▸ WRITTEN PROBLEM
Could you copy the listing below line for line, with no changes, and leave out the pictures?
------
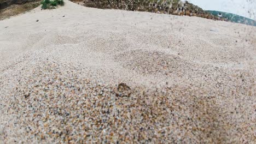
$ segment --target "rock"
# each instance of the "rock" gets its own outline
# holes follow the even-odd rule
[[[131,88],[125,83],[120,83],[117,88],[114,89],[117,97],[130,97],[131,95]]]

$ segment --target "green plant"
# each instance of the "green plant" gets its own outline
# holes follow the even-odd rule
[[[63,5],[63,0],[43,0],[41,2],[42,8],[43,9],[55,8],[58,5]]]

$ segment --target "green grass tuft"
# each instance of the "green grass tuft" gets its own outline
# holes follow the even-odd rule
[[[42,8],[43,9],[53,9],[55,7],[58,5],[63,5],[63,0],[43,0],[41,2]]]

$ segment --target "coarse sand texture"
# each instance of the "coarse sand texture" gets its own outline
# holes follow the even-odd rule
[[[0,21],[0,143],[255,143],[256,27],[65,2]]]

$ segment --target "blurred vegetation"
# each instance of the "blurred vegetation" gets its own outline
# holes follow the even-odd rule
[[[23,4],[13,4],[7,8],[0,9],[0,20],[10,17],[21,13],[28,11],[40,5],[40,1],[35,1]]]
[[[42,8],[43,9],[55,8],[58,5],[63,5],[63,0],[43,0],[41,2]]]
[[[232,22],[243,23],[247,25],[256,26],[256,21],[242,16],[219,11],[207,10],[207,11],[216,16],[220,16],[224,19],[226,19],[228,21]]]
[[[131,11],[199,16],[226,20],[214,16],[188,1],[181,0],[87,0],[85,5],[100,9],[118,9]]]

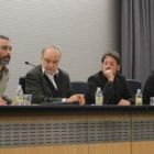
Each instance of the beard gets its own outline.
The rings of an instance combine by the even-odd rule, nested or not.
[[[8,58],[8,59],[6,59]],[[9,62],[10,62],[10,58],[11,56],[10,55],[7,55],[7,56],[3,56],[3,57],[0,57],[0,64],[3,66],[3,65],[8,65]]]

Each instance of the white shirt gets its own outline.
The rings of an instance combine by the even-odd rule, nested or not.
[[[42,73],[43,73],[43,75],[45,74],[50,78],[50,80],[54,85],[55,89],[57,90],[57,85],[55,82],[54,75],[58,74],[58,69],[53,75],[51,75],[42,67]],[[63,98],[62,102],[65,102],[65,101],[66,101],[66,98]]]
[[[58,69],[53,75],[48,74],[43,67],[42,67],[42,72],[50,78],[50,80],[54,85],[55,89],[57,90],[57,85],[55,82],[54,75],[58,74]]]

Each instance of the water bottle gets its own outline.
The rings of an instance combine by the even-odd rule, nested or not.
[[[135,95],[135,105],[136,106],[143,105],[141,89],[138,89],[138,91],[136,91],[136,95]]]
[[[96,91],[96,106],[102,106],[103,103],[103,96],[101,92],[101,88],[97,87],[97,91]]]
[[[23,90],[21,85],[18,85],[16,96],[15,96],[15,105],[22,106],[23,105]]]

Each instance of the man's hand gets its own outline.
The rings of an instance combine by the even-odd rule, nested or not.
[[[120,102],[118,103],[118,106],[130,106],[131,101],[128,101],[125,99],[121,99]]]
[[[85,98],[84,95],[74,95],[69,97],[66,102],[73,102],[73,101],[79,101],[79,105],[85,105]]]
[[[6,106],[7,101],[4,101],[2,98],[0,98],[0,106]]]
[[[111,69],[106,70],[106,72],[103,73],[103,75],[108,78],[108,80],[111,80],[111,81],[114,80],[114,75],[113,75],[113,73],[112,73]]]

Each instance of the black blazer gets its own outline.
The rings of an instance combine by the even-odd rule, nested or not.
------
▸ RESPONSE TO THIS TASK
$ segment --target "rock"
# each instance of the "rock" gets its own outline
# holes follow the even-odd rule
[[[131,88],[125,83],[120,83],[117,88],[114,89],[117,97],[130,97],[131,95]]]

$ segment --target "green plant"
# each instance of the "green plant" gets its own outline
# holes follow the even-odd rule
[[[63,5],[63,0],[43,0],[41,2],[42,8],[43,9],[55,8],[58,5]]]

$ segment --target "green grass tuft"
# each instance of the "green grass tuft" gets its own outline
# holes follow the even-odd rule
[[[42,8],[43,9],[53,9],[55,7],[58,5],[63,5],[63,0],[43,0],[41,2]]]

$ segment --target "coarse sand texture"
# each instance of the "coarse sand texture" gets its own outline
# holes follow the even-odd rule
[[[0,21],[0,143],[255,143],[256,27],[65,2]]]

$ segment --target "blurred vegetation"
# each instance of the "blurred vegetation" gets its own outline
# holes follow the even-odd rule
[[[23,4],[13,4],[7,8],[0,9],[0,20],[10,17],[21,13],[28,11],[40,5],[40,1],[35,1]]]
[[[42,8],[43,9],[55,8],[58,5],[63,5],[63,0],[43,0],[41,2]]]
[[[232,22],[243,23],[247,25],[256,26],[256,21],[242,16],[219,11],[207,10],[207,11],[216,16],[220,16],[224,19],[226,19],[228,21]]]
[[[131,11],[199,16],[226,20],[214,16],[188,1],[181,0],[87,0],[85,5],[100,9],[118,9]]]

Each instance of the beard gets its own outline.
The rings of an instance combine by the even-odd rule, nested or not.
[[[8,58],[8,59],[6,59]],[[9,62],[10,62],[10,58],[11,56],[10,55],[7,55],[7,56],[3,56],[3,57],[0,57],[0,64],[3,66],[3,65],[8,65]]]

Each instance of the white shirt gets its own outline.
The rings of an instance combine by the even-odd rule, nested or not.
[[[42,73],[43,73],[43,75],[45,74],[50,78],[50,80],[54,85],[55,89],[57,90],[57,85],[55,82],[54,75],[58,74],[58,69],[53,75],[51,75],[42,67]],[[63,98],[62,102],[65,102],[65,101],[66,101],[66,98]]]
[[[58,69],[53,75],[48,74],[43,67],[42,67],[42,72],[50,78],[50,80],[54,85],[55,89],[57,90],[57,85],[55,82],[54,75],[58,74]]]

Each instance of the water bottle gets its own outline.
The rings of an instance combine by the even-odd rule, nested or not.
[[[135,95],[135,105],[136,106],[143,105],[141,89],[138,89],[138,91],[136,91],[136,95]]]
[[[96,91],[96,106],[102,106],[103,103],[103,96],[101,92],[101,88],[97,87],[97,91]]]
[[[23,90],[21,85],[18,85],[16,96],[15,96],[15,105],[22,106],[23,105]]]

Each instance of the man's hand gets its own outline.
The rings of an instance combine by the even-odd rule, nested or not.
[[[120,102],[118,103],[118,106],[130,106],[131,101],[128,101],[125,99],[121,99]]]
[[[85,98],[84,95],[74,95],[69,97],[66,102],[73,102],[73,101],[79,101],[79,105],[85,105]]]
[[[6,106],[7,101],[4,101],[2,98],[0,98],[0,106]]]
[[[111,69],[106,70],[106,72],[103,73],[103,75],[108,78],[108,80],[111,80],[111,81],[114,80],[114,75],[113,75],[113,73],[112,73]]]

Each instance of the black blazer gets its own outline.
The rings of an instance combine by the even-odd rule, nested or not.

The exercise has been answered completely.